▶ [Input]
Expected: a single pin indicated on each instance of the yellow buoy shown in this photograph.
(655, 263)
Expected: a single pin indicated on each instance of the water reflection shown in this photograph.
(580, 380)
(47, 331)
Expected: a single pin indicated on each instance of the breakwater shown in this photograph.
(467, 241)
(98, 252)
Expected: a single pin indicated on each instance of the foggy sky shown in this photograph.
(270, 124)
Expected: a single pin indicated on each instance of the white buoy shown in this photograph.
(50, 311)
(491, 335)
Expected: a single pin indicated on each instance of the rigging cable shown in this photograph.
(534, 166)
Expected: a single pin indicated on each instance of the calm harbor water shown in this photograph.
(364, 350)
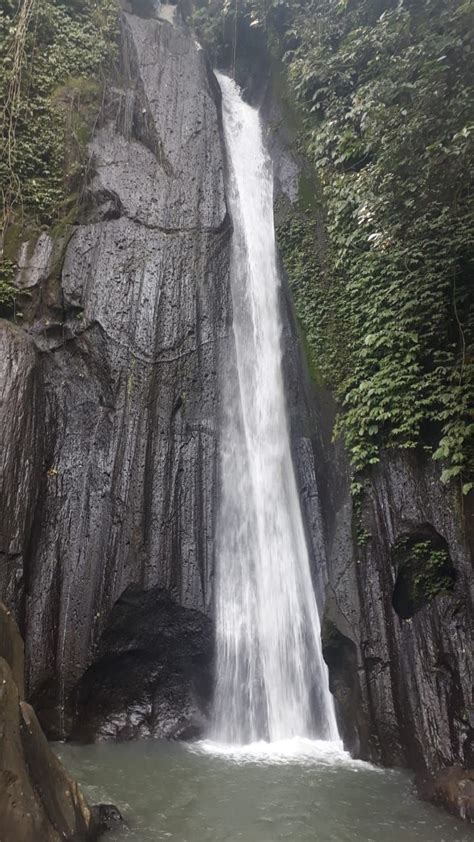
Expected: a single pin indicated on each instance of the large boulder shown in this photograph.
(152, 675)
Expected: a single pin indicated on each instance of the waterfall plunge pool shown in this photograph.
(301, 791)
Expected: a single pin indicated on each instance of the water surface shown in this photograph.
(306, 792)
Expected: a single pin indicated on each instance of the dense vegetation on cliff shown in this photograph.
(385, 91)
(53, 54)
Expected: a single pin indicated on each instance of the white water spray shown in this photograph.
(272, 683)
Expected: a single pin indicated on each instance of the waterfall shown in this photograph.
(272, 682)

▶ [Task prompt] Can you rewrite all the items above, substituting "single marker" for "single pin", changing nothing else and leaving the pictures out?

▶ [Complete answer]
Expected: a single marker indicated on each instance of the yellow buoy shown in this photograph.
(655, 263)
Expected: a single marker indicated on each instance of the water reflection shown in this photograph.
(580, 380)
(47, 331)
Expected: a single marker indicated on each instance of the breakwater shown in this photograph.
(467, 241)
(98, 252)
Expected: a single marker indicated on each instance of the foggy sky shown in this photograph.
(270, 124)
Expected: a single marker indicated on each instance of the white buoy shown in this photograph.
(50, 311)
(491, 335)
Expected: a single marker indicated on each instance of the rigging cable shown in this photograph.
(534, 166)
Expected: a single marker indicated on each instance of the calm harbor water shown in this photograph.
(364, 350)
Expected: a single marker indicated on each instance of the large boulder shown in this photograph.
(152, 675)
Expected: a single marker indicated on each instance of the waterfall plunge pool shown in this photograph.
(301, 791)
Expected: a single marker indicated on each instance of the water surface shown in this photograph.
(306, 792)
Expected: a single marker indicated on each instance of the dense vegetation on cliff shown in this photograph.
(385, 91)
(53, 54)
Expected: a single marker indicated on each instance of the white water spray shown in this photograph.
(272, 683)
Expected: a single marker indicated on each instance of the waterfall shown in this photograph.
(272, 682)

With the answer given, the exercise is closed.